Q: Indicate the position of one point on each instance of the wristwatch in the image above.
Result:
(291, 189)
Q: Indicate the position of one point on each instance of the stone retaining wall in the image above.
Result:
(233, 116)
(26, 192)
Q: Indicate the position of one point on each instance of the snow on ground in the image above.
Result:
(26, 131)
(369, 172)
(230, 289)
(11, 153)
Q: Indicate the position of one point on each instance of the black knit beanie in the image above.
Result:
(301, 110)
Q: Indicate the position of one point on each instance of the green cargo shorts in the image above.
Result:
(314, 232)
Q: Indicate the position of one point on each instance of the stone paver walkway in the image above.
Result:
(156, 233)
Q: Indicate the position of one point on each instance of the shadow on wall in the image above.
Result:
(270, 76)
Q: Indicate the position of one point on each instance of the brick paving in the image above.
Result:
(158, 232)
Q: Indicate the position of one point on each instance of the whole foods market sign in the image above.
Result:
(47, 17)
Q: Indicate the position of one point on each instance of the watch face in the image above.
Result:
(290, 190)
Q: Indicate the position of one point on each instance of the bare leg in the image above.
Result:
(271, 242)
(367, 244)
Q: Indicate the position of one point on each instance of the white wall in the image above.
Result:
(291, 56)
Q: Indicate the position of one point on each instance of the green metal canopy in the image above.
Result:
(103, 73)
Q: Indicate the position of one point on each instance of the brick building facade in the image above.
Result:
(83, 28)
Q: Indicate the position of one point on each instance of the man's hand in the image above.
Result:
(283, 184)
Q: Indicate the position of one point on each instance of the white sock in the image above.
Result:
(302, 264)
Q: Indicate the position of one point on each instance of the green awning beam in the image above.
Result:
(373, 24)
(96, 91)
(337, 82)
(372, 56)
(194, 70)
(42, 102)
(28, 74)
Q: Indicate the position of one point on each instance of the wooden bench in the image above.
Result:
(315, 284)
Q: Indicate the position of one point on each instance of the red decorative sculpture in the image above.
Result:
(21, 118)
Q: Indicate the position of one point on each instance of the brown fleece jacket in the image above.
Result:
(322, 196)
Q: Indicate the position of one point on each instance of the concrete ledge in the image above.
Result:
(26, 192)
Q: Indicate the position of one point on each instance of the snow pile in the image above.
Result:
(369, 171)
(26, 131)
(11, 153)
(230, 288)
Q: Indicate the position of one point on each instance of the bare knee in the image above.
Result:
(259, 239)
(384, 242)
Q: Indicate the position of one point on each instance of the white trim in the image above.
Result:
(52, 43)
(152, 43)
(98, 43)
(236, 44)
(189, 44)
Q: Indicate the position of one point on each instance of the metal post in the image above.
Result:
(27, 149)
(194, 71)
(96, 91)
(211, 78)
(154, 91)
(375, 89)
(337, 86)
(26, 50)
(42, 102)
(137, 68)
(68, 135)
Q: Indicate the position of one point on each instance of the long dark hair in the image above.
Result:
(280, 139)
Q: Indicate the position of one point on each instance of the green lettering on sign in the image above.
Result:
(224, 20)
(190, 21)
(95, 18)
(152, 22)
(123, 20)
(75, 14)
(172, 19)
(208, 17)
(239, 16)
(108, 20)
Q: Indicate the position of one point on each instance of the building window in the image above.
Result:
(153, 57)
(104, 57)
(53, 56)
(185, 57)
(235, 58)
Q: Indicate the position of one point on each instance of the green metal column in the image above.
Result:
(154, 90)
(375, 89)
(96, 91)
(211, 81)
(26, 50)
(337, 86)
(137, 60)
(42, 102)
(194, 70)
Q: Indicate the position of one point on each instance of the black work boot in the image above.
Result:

About this exercise |
Make a verbatim copy of every entry shown above.

Exercise answer |
Q: Indicate the position of one point on each instance of the wristwatch in the image above.
Result:
(291, 189)
Q: Indicate the position of one point on each instance of the stone retaining wall in the image above.
Result:
(233, 116)
(26, 192)
Q: Indicate the position of one point on each instance of the snow on ground in the image above.
Result:
(26, 131)
(369, 172)
(230, 289)
(11, 153)
Q: Indicate the position of one point on each instance of the black knit beanie in the image above.
Result:
(301, 110)
Q: Indicate the position of one point on each instance of the green cargo shorts in the image above.
Result:
(314, 232)
Q: Indicate the position of one point on each instance of the stone paver walkway in the image above.
Result:
(156, 233)
Q: Indicate the position of one point on each instance of the shadow on wall in the image above.
Result:
(270, 76)
Q: Indicate the position of one point on each instance of the brick paving in the image above.
Result:
(158, 232)
Q: Indicate the position of one point on each instance of the whole foods market sign in the image above.
Result:
(47, 17)
Q: Indicate the position of one point on each instance of the watch face in the image above.
Result:
(290, 190)
Q: Indicate the position of one point on each instance of the bare leg in the image above.
Result:
(271, 242)
(367, 244)
Q: Indicate the position of one point on each instance of the white wall in the image above.
Result:
(291, 56)
Q: Indicate the position of one point on each instance of the green metal canopy in the image above.
Result:
(103, 73)
Q: Indicate the position of one point on each instance of the brick building facade in the image above.
Result:
(83, 28)
Q: Indicate the position of one point on each instance of the man's hand in the image above.
Result:
(283, 184)
Q: Indicate the position of one point on each instance of the white sock in the image above.
Result:
(302, 264)
Q: Indicate the position of one point on each instance of the green awning beam in the image above.
Result:
(373, 24)
(96, 91)
(337, 82)
(372, 56)
(194, 70)
(42, 102)
(28, 74)
Q: Indicate the position of one point on each instance of the wooden bench in the image above.
Result:
(315, 284)
Q: Indicate the position of one point on each instance of the red decorative sculpture in the image above.
Result:
(21, 118)
Q: Indicate the position of one point on each instance of the brown fleece jacket in the image above.
Result:
(322, 196)
Q: Indicate the position of one point on each instance of the concrete ledge in the image above.
Result:
(26, 192)
Q: Indicate the position of one point on each instance of the snow pile in the image above.
Result:
(369, 171)
(26, 131)
(11, 153)
(230, 288)
Q: Indicate the position of one point on each instance of the bare knee in the image above.
Result:
(259, 239)
(384, 242)
Q: Indicate the position of one point on each instance of the white trim in the image above.
Result:
(52, 43)
(152, 43)
(98, 43)
(236, 44)
(189, 44)
Q: Indicate the position of one point on each instance of the metal post in the image above.
Result:
(27, 149)
(194, 71)
(96, 91)
(211, 78)
(154, 91)
(375, 89)
(337, 86)
(26, 50)
(42, 102)
(137, 68)
(68, 135)
Q: Indicate the position of one point on each instance of the long dark hair in the image above.
Result:
(280, 139)
Q: Indicate the position of one point on each instance of the green lettering on sign in the image above.
Result:
(224, 20)
(190, 21)
(95, 18)
(152, 22)
(123, 20)
(75, 14)
(172, 19)
(208, 17)
(239, 16)
(108, 20)
Q: Indicate the position of one point on each instance of the building window in the image above.
Result:
(153, 57)
(104, 57)
(53, 56)
(185, 57)
(235, 58)
Q: Indicate the position of one point on each instance of the green metal column in the image above.
Result:
(154, 90)
(375, 89)
(96, 91)
(211, 81)
(26, 50)
(337, 86)
(137, 60)
(42, 102)
(194, 70)
Q: Indicate the position of one point on each instance of the black work boot in the image above.
Result:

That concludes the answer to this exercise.